▸ **Exercise**:
Return as a JSON list of strings the lines starting with the one that contains "Guideline: mark the woman's" and ending with the one that contains "[[169, 135]]", one string per line, leaving out any blank lines.

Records
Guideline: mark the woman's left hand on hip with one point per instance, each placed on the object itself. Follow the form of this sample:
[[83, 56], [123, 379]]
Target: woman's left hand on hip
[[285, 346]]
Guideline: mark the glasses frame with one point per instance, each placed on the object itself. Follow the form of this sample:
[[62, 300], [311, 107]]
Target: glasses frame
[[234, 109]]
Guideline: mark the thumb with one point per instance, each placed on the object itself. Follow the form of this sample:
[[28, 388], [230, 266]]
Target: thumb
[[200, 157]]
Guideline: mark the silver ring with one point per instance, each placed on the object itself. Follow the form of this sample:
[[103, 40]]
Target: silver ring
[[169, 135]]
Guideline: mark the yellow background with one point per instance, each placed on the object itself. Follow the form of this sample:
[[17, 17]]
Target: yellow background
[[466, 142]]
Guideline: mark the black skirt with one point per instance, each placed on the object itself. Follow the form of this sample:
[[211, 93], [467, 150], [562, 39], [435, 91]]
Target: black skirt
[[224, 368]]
==
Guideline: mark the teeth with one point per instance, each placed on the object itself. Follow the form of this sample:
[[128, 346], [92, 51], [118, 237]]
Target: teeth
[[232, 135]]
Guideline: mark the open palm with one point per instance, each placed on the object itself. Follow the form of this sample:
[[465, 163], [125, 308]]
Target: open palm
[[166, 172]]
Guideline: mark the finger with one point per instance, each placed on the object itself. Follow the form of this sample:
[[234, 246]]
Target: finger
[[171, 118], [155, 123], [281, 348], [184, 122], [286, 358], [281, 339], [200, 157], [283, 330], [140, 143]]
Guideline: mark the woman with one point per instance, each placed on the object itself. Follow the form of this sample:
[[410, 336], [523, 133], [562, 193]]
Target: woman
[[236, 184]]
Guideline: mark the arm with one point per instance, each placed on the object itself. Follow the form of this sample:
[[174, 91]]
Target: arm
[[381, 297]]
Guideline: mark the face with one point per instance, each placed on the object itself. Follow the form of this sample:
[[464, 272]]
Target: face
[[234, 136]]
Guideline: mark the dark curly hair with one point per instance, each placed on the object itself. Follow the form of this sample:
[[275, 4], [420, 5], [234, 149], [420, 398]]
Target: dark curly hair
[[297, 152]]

▸ **Task solution**:
[
  "Guideline: mark the woman's left hand on hip with one point per instance, each placed on the object itself. Follow the form of this sample:",
  "[[83, 56], [123, 379]]",
  "Target: woman's left hand on hip",
  "[[285, 346]]",
  "Guideline: mark the glasses frame with one point per instance, each placed on the object itself. Follow the form of this sample:",
  "[[62, 300], [311, 107]]",
  "Target: glasses frame",
  "[[234, 109]]",
  "Guideline: mark the thumb with one point per instance, each placed on the object itself. Follow the form of this sample:",
  "[[28, 388], [230, 266]]",
  "Target: thumb",
  "[[200, 157]]",
  "Guideline: mark the silver ring with one point per instance, each placed on the object itself. Follow the form of this sample:",
  "[[103, 40]]",
  "Target: silver ring",
  "[[169, 135]]"
]